_Extract to read_
▬▬▬

Ejemplo n.º 1
0
// Cluster_Kmeans::Cluster()
int Cluster_Kmeans::Cluster() {
  // First determine which frames are being clustered.
  Iarray const& FramesToCluster = FrameDistances().FramesToCluster();

  // Determine seeds
  FindKmeansSeeds( FramesToCluster );

  if (mode_ == RANDOM)
    RN_.rn_set( kseed_ );

  int pointCount = (int)FramesToCluster.size();

  // This array will hold the indices of the points to process each iteration.
  // If sequential this is just 0 -> pointCount. If random this will be 
  // reassigned each iteration.
  Iarray PointIndices;
  PointIndices.reserve( pointCount );
  for (int processIdx = 0; processIdx != pointCount; processIdx++)
    PointIndices.push_back( processIdx );

  // Add the seed clusters
  for (Iarray::const_iterator seedIdx = SeedIndices_.begin();
                              seedIdx != SeedIndices_.end(); ++seedIdx)
  {
    int seedFrame = FramesToCluster[ *seedIdx ];
    // A centroid is created for new clusters.

▬▬▬

_Dataset section_
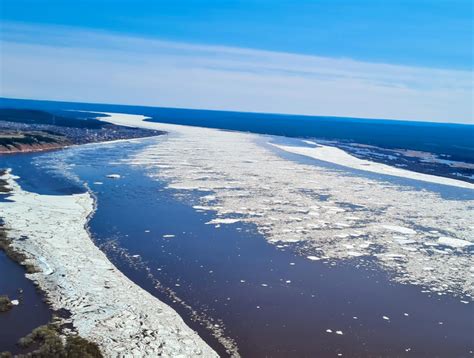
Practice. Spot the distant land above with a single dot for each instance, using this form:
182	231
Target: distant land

▬▬▬

_Goals_
A. Return the stretch of the k-means clustering code from "int pointCount = (int)FramesToCluster.size();" through "seedIdx != SeedIndices_.end(); ++seedIdx)", copied character for character.
B. Resume the k-means clustering code, writing what follows its last line shown.
The listing is material apart from the k-means clustering code.

_The replies_
A.
int pointCount = (int)FramesToCluster.size();

  // This array will hold the indices of the points to process each iteration.
  // If sequential this is just 0 -> pointCount. If random this will be 
  // reassigned each iteration.
  Iarray PointIndices;
  PointIndices.reserve( pointCount );
  for (int processIdx = 0; processIdx != pointCount; processIdx++)
    PointIndices.push_back( processIdx );

  // Add the seed clusters
  for (Iarray::const_iterator seedIdx = SeedIndices_.begin();
                              seedIdx != SeedIndices_.end(); ++seedIdx)

B.
    AddCluster( ClusterDist::Cframes(1, seedFrame) );
    // NOTE: No need to calc best rep frame, only 1 frame.
    if (debug_ > 0)
      mprintf("Put frame %i in cluster %i (seed index=%i).\n", 
              seedFrame, clusters_.back().Num(), *seedIdx);
  }
  // Assign points in 3 passes. If a point looked like it belonged to cluster A
  // at first, but then we added many other points and altered our cluster 
  // shapes, its possible that we will want to reassign it to cluster B.
  for (int iteration = 0; iteration != maxIt_; iteration++)
  {
    if (mode_ == RANDOM)
      ShufflePoints( PointIndices );
    // Add each point to an existing cluster, and recompute centroid
    mprintf("\tRound %i: ", iteration);
    ProgressBar progress( PointIndices.size() );
    int Nchanged = 0;
    int prog = 0;
    for (Iarray::const_iterator pointIdx = PointIndices.begin();
                                pointIdx != PointIndices.end(); ++pointIdx, ++prog)
    {
      if (debug_ < 1) progress.Update( prog );
      int oldClusterIdx = -1;
//      if ( iteration != 0 || mode_ != SEQUENTIAL) // FIXME: Should this really happen for RANDOM
//      {
        int pointFrame = FramesToCluster[ *pointIdx ];
        if (debug_ > 0)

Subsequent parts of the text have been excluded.